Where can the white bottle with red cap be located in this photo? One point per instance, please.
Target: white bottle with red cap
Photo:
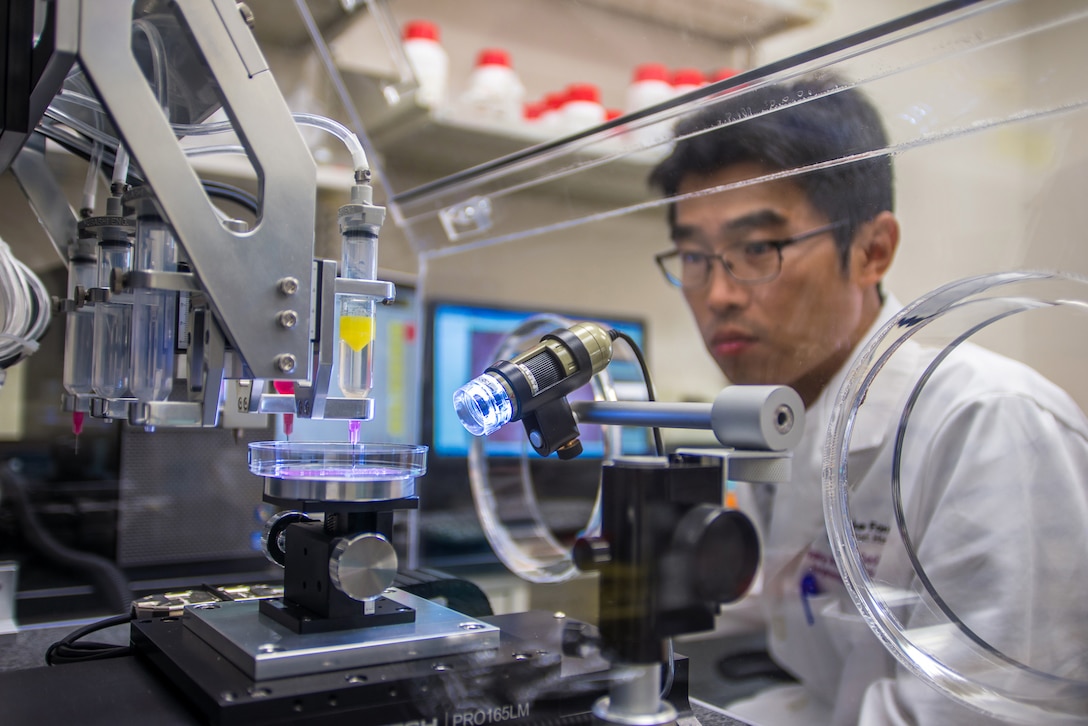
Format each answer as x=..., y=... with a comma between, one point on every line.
x=494, y=90
x=429, y=61
x=650, y=85
x=581, y=109
x=687, y=80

+++

Copy every item above word for word, leaving out the pictures.

Where can the white bottle with red cap be located in this photo? One point per instance, please.
Target: white bottle with red cap
Photo:
Format each answer as x=..., y=... with a comma between, one point on every line.
x=494, y=90
x=429, y=61
x=650, y=85
x=581, y=109
x=687, y=80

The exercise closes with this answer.